[Object position labeling entries]

···

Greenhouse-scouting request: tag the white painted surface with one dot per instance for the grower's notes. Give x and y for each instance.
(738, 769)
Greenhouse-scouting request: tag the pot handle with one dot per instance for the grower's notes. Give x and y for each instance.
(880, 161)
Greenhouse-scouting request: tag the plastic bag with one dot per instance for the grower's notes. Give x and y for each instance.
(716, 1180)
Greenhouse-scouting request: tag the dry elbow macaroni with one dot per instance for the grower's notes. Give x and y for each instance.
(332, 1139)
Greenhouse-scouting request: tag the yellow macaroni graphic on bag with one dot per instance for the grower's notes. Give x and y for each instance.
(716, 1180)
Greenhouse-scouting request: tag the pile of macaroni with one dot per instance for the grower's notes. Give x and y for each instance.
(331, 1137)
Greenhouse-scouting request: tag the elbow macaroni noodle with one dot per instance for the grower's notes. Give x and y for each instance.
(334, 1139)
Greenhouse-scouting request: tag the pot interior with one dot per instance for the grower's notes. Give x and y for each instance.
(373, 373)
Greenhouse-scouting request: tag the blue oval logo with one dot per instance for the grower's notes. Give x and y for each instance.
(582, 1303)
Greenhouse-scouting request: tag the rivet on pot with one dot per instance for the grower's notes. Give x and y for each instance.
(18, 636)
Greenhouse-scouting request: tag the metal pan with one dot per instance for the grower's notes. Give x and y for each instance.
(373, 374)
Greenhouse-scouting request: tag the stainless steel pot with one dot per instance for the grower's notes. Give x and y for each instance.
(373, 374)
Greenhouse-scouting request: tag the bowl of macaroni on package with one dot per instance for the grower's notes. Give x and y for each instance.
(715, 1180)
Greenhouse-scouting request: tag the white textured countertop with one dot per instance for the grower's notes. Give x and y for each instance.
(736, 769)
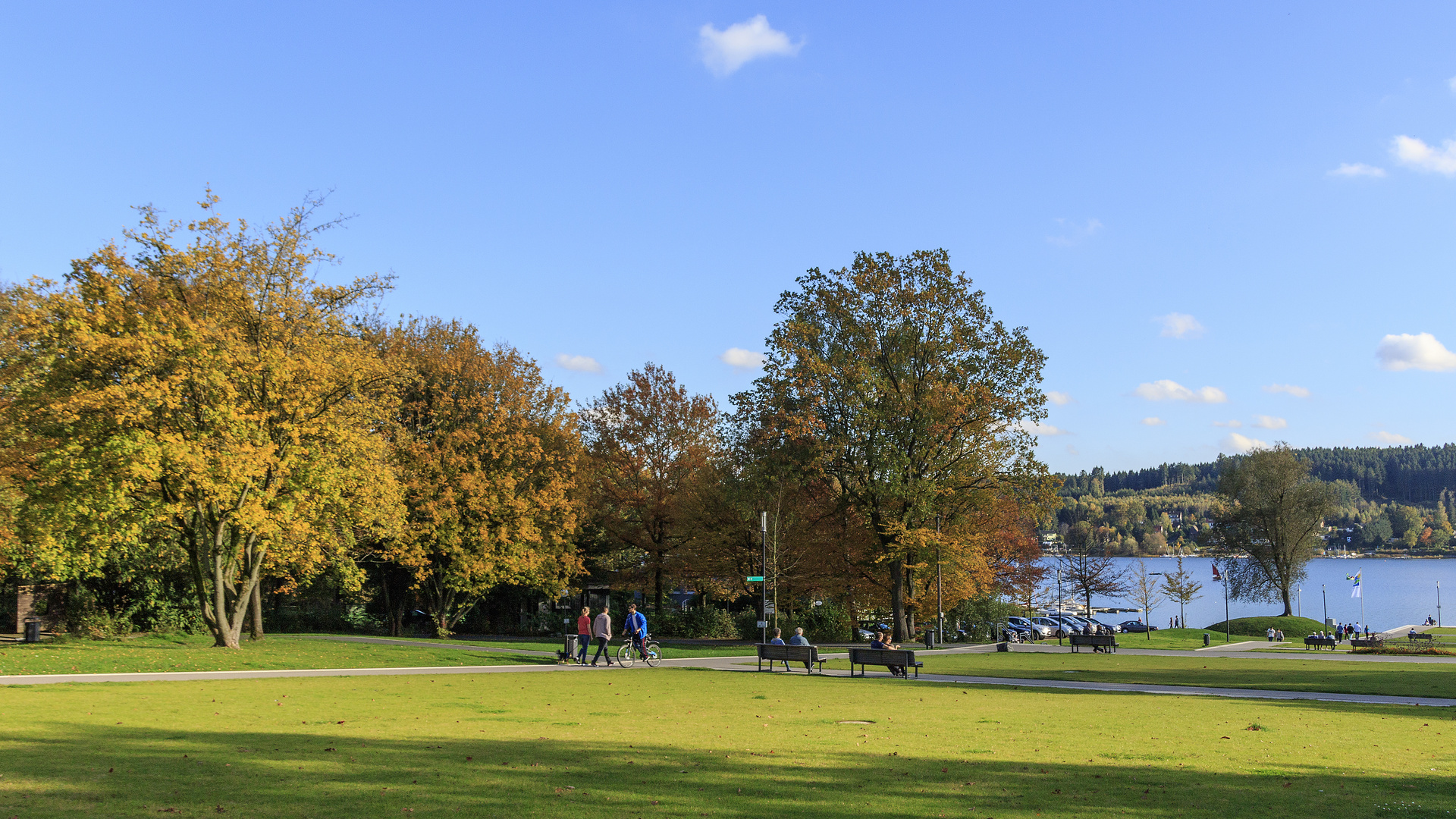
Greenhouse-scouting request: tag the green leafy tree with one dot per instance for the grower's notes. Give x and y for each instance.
(1181, 589)
(1270, 523)
(918, 403)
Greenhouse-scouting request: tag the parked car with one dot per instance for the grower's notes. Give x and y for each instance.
(1031, 630)
(1056, 627)
(1138, 627)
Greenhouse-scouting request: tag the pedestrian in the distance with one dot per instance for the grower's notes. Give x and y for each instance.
(582, 634)
(603, 632)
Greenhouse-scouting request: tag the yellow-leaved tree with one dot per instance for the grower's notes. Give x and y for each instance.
(204, 392)
(487, 453)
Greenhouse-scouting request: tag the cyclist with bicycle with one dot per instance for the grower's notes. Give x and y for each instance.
(637, 629)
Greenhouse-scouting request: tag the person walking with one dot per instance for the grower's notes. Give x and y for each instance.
(601, 629)
(582, 634)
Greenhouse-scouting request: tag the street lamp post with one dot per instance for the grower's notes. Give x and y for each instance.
(764, 534)
(1059, 605)
(940, 608)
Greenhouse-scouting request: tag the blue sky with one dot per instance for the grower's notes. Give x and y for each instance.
(1155, 191)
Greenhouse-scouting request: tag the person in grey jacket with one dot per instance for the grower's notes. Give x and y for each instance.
(601, 630)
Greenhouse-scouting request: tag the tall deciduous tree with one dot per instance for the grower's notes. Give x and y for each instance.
(650, 447)
(1181, 589)
(1270, 523)
(915, 398)
(202, 391)
(488, 458)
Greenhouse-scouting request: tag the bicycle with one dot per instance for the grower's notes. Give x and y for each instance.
(651, 653)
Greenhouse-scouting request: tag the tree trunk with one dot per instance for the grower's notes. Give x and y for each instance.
(258, 611)
(897, 599)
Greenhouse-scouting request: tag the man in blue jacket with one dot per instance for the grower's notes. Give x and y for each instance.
(637, 629)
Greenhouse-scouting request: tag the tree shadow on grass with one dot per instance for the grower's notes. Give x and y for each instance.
(331, 771)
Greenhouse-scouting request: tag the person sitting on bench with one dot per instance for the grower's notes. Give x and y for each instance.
(881, 642)
(800, 640)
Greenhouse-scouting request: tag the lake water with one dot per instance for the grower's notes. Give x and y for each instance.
(1397, 592)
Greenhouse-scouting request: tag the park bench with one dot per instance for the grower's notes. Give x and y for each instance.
(1106, 642)
(881, 657)
(789, 654)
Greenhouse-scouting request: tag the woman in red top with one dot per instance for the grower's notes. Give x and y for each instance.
(582, 634)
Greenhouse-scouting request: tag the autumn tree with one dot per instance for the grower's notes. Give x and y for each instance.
(201, 391)
(1270, 522)
(488, 455)
(916, 400)
(650, 447)
(1181, 589)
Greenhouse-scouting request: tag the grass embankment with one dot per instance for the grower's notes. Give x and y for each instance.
(1337, 676)
(669, 742)
(196, 653)
(1293, 627)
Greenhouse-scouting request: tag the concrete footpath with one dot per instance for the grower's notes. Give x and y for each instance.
(746, 665)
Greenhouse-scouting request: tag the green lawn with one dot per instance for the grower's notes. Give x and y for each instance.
(1397, 679)
(196, 653)
(667, 742)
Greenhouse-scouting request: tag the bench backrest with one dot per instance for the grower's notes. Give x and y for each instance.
(799, 653)
(881, 656)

···

**Exercise aim**
Repeat word for word the lines of the listing above, starting with the line that contains "Greenhouse-scouting request: tag the tree shadow" and going on through the line that contains "(1397, 592)".

**Complete output**
Greenhouse-scouting request: tag the tree shadow on grass with one dot per instance for the grower's notes. Give x and y for each instance.
(331, 771)
Greenhouse-scouting request: tag the person sitting on bench with one dot per instance for the grower's notes. Give x and y for each instance.
(881, 642)
(800, 640)
Greenhouse-scouting request: tag the lake water with one dot per instance for the grower's notes. Give x and y for each instance.
(1397, 592)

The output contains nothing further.